PHASE 5 — TESTING STRATEGY (REPLICATION IMPLEMENTATION)¶
Status¶
- Phase: 5
- Authority: Normative
- Scope: All replication-related tests
- Depends on:
OBSERVABILITY_VISION.mdOBSERVABILITY_INVARIANTS.mdOBSERVABILITY_IMPLEMENTATION_ORDER.mdREPLICATION_RUNTIME_ARCHITECTURE.mdOBSERVABILITY_FAILURE_MATRIX.mdREPL_*specificationsMVCC_*specificationsCORE_INVARIANTS.mdCRASH_TESTING.md
This document defines how replication correctness is proven.
If a behavior is not tested according to this strategy, it is not considered correct.
1. Purpose¶
Replication bugs are rarely logical. They are almost always: - Ordering bugs - Crash-window bugs - Partial-state bugs - Recovery bugs
This testing strategy exists to ensure that: - Every replication invariant is enforced - Every failure mode is exercised - Every outcome is deterministic and explainable
Tests are first-class correctness artifacts.
2. Testing Philosophy¶
T-1: Tests Are Proof, Not Examples¶
Replication tests MUST: - Prove invariants - Prove crash safety - Prove determinism
“Happy path only” tests are insufficient.
T-2: Crash Testing Is Mandatory¶
Any replication logic that: - Writes state - Applies WAL - Advances CommitId
MUST be tested under crash injection.
T-3: Determinism Is Enforced¶
Given identical inputs and crash points: - Final state MUST be identical - Explanations MUST be identical
Non-deterministic outcomes are failures.
3. Test Layers (Mandatory)¶
Replication tests are organized into five layers. All layers MUST exist.
4. Layer 1 — Unit Tests (Pure Logic)¶
Scope¶
- State machines
- Read-safety predicates
- WAL ordering logic
- Validation rules
Requirements¶
- No IO
- No threads
- No timing assumptions
Examples¶
- WAL prefix validation
- CommitId monotonicity checks
- Read-safety predicate evaluation
5. Layer 2 — Component Tests (Isolated IO)¶
Scope¶
- WAL Receiver
- WAL Validator
- WAL Applier
- Replica State Store
Requirements¶
- Single component under test
- Explicit inputs
- Explicit outputs
Mandatory Scenarios¶
- Invalid WAL rejection
- Partial WAL persistence
- Crash before/after fsync
- Idempotent WAL replay
6. Layer 3 — Integration Tests (Primary ↔ Replica)¶
Scope¶
- End-to-end replication flow
- WAL shipping
- Snapshot bootstrap
- Replica recovery
Mandatory Scenarios¶
- Fresh replica bootstrap
- Replica catch-up from WAL
- Primary crash + replica recovery
- Replica crash mid-apply
Requirements¶
- Deterministic setup
- Explicit sequencing
- No background retries
7. Layer 4 — Crash Matrix Tests (Critical)¶
Scope¶
- All crash points defined in
OBSERVABILITY_FAILURE_MATRIX.md
Mandatory Crash Points¶
- Before WAL persist
- After WAL persist
- During WAL validation
- During WAL application
- During snapshot transfer
- During replica recovery
Requirements¶
For each crash point: 1. Inject crash 2. Restart system 3. Verify invariants 4. Verify explanation output
Skipping a crash point is forbidden.

____________

## ACTIONS TO TAKE
- A) Per the testing strategy document, what three requirements apply to Layer 1 unit tests?
- B) Return the part of the testing strategy document between "If a behavior" and "tests are insufficient.", inclusive.

## DATASET CONTENT
____________

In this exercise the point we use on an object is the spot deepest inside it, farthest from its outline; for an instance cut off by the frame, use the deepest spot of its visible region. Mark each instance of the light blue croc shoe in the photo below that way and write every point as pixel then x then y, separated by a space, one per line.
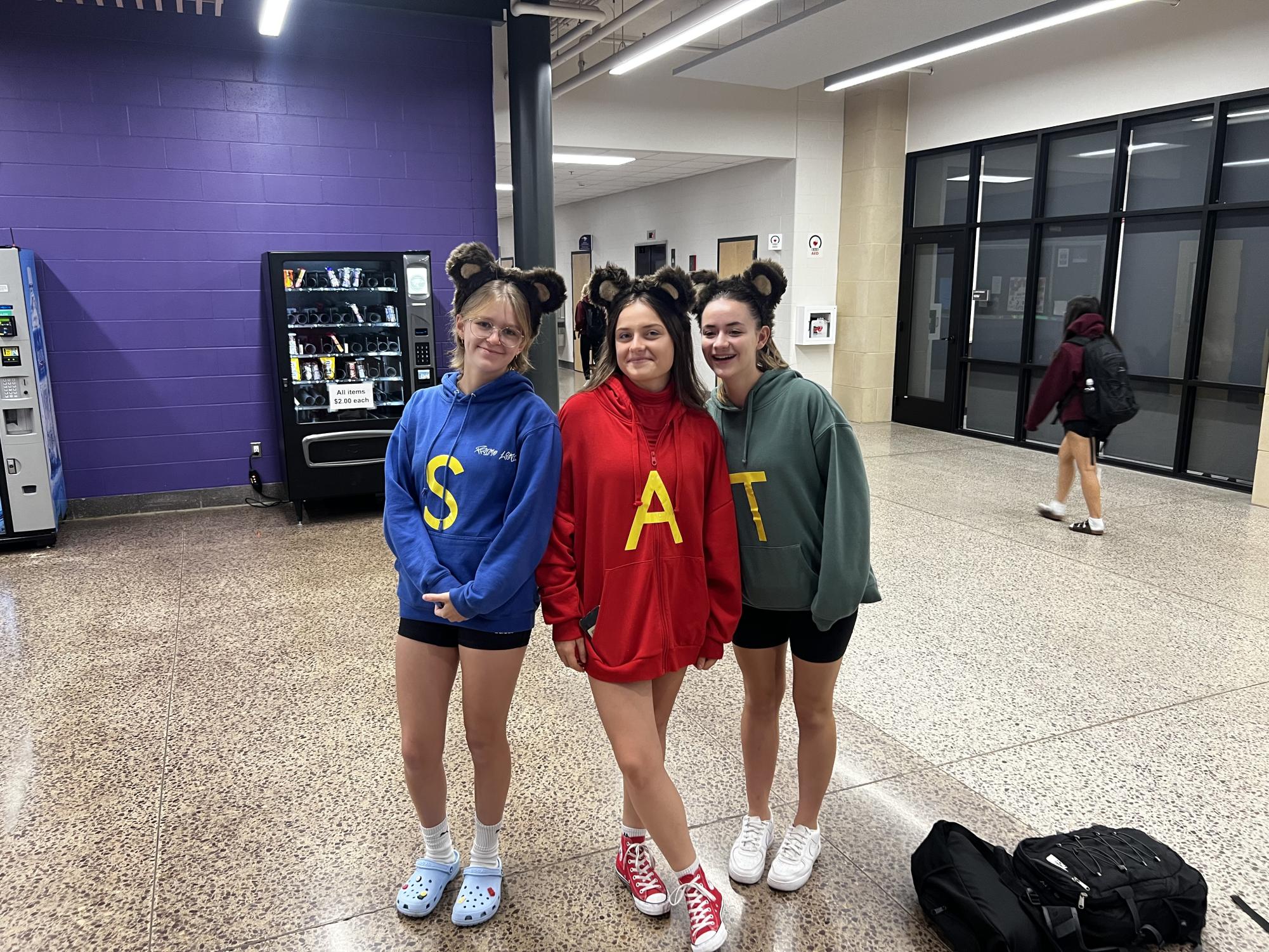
pixel 422 892
pixel 480 895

____________

## ANSWERS BELOW
- A) No IO, no threads, and no timing assumptions.

- B)
If a behavior is not tested according to this strategy, it is not considered correct.
1. Purpose¶
Replication bugs are rarely logical. They are almost always: - Ordering bugs - Crash-window bugs - Partial-state bugs - Recovery bugs
This testing strategy exists to ensure that: - Every replication invariant is enforced - Every failure mode is exercised - Every outcome is deterministic and explainable
Tests are first-class correctness artifacts.
2. Testing Philosophy¶
T-1: Tests Are Proof, Not Examples¶
Replication tests MUST: - Prove invariants - Prove crash safety - Prove determinism
“Happy path only” tests are insufficient.